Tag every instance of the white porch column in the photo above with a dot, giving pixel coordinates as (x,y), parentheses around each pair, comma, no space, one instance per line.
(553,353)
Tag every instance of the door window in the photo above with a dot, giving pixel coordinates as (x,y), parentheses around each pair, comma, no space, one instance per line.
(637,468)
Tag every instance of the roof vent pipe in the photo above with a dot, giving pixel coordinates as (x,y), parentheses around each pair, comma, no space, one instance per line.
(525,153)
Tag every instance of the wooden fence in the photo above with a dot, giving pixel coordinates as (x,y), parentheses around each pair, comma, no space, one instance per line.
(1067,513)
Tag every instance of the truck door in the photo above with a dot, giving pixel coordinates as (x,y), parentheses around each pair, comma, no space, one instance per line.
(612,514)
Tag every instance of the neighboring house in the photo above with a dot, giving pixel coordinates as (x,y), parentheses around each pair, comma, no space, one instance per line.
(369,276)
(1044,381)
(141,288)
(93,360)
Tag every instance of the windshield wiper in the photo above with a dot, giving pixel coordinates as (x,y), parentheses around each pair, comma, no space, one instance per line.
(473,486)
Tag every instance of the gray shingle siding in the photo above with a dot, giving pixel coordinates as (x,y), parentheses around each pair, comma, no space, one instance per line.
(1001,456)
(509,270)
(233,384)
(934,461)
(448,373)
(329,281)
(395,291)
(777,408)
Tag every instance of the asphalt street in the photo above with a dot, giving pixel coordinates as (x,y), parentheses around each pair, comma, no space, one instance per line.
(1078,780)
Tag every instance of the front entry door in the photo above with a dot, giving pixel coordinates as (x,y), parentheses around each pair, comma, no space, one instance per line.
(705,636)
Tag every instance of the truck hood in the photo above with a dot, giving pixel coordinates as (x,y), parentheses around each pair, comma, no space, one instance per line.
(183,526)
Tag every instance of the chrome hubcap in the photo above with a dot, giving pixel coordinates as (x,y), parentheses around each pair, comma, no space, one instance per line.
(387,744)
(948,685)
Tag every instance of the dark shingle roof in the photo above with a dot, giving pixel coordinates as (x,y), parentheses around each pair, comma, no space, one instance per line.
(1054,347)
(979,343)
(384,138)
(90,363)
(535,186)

Activity
Nothing may change. Retype all of the entries.

Reply to the exercise
Tag every instance of the white porch column in the photo above with a dot, giving pixel coordinates as (x,y), parentheses around each pair, comma, no space, one instance per line.
(553,353)
Tag every instance of the door window in the photo above with a dot, giving pixel coordinates as (x,y), parentheses around each pair, comma, no space, one instance per line.
(637,468)
Tag every instance of the roof vent pipe in the photo above with a dot, giving pixel coordinates as (x,y), parentheses around each pair, comma, no space, one instance per line.
(525,153)
Tag every instance of the wooden fence in the photo above with a dot, giving pixel coordinates as (x,y), parentheses around each pair, comma, no space, one instance per line.
(1067,513)
Tag every instance of the truck door in the photo above with a dot, giving pixel coordinates as (x,y), parentheses around each pair, comma, no space, one instance per line.
(612,514)
Tag every instance of the neighboring house in the photo above with a dot, giving pixel coordinates as (x,y), parentheses around each pair, comma, no space, one instance per line.
(369,276)
(1044,381)
(141,288)
(93,360)
Tag every instance of the windshield wiper in the photo above with a dot, giving pixel coordinates as (x,y), parentheses around each pair, comma, no space, one instance per line.
(473,486)
Tag every instance of the gray shingle siding in the photo above with a dot, giving pixel coordinates as (x,y), parentheses around each pair, comma, no space, one instance per line.
(1001,456)
(509,270)
(233,384)
(934,461)
(448,373)
(329,281)
(395,291)
(777,408)
Tag every instance of the asphalt street in the photo above with a dot, giving pixel coordinates as (x,y), parentheses around each pair, comma, no space, one instance per line.
(1078,780)
Tag every instance of the front entry door in the photo above with a dot, giving pixel coordinates as (x,y), parentheses around each pair, comma, no space, one instance per line.
(705,636)
Tag every instance of the truck hood in the photo above with a dot, giving pixel coordinates as (x,y), parentheses around each pair, comma, no space, one instance per line.
(183,526)
Tag every instance of the chrome hubcap in the photo above with a dot, giving pixel coordinates as (x,y), parentheses around each pair, comma, no space, one instance per line.
(387,744)
(948,685)
Tag every instance of the dark shingle roof in the photo above with a dot, giving pixel coordinates as (x,y), parentheses around each pair, comma, no space, one instance per line.
(1054,347)
(979,343)
(384,138)
(90,363)
(535,186)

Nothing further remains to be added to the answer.